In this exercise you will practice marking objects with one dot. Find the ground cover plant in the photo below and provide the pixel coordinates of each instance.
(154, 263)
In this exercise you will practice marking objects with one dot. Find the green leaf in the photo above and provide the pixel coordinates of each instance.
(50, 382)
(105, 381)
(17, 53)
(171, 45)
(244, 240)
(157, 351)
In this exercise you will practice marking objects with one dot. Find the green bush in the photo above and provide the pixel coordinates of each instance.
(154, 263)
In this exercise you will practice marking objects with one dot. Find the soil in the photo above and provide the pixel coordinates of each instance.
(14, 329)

EXERCISE GOAL: Exactly reproduce the entries in their entirety.

ANSWER AREA:
In this exercise you will practice marking objects with one dot. Find the ground cover plant in the photo below and provide the pixel coordinates of each instance.
(154, 263)
In this exercise you will practice marking objects with one dot. Find the green leaf in the photo above and provide the pixel coordinates of each instance.
(50, 382)
(105, 381)
(17, 53)
(171, 45)
(244, 240)
(157, 351)
In this exercise you will practice marking objects with one dot. Find the green bush in the photo above and provide the pixel coordinates of each instance.
(154, 263)
In this exercise you will practice marking objects with one dot. Find the soil in the photo above and provide the pixel coordinates of each instance.
(14, 329)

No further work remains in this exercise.